Data records:
———
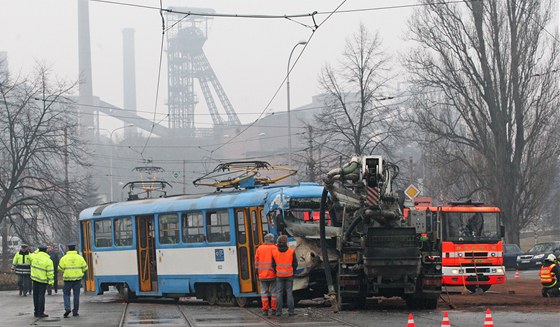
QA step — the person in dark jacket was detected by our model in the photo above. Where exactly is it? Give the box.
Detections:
[272,235,297,317]
[539,254,560,297]
[47,245,59,295]
[12,244,31,296]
———
Given problem: Pull out each line of the rows that contains the string "above", paying attention to uppercase and lowercase letters.

Complete answer:
QA step — the person in dark jacket was detected by our model in the photo above. Where exactly is it? Give the box.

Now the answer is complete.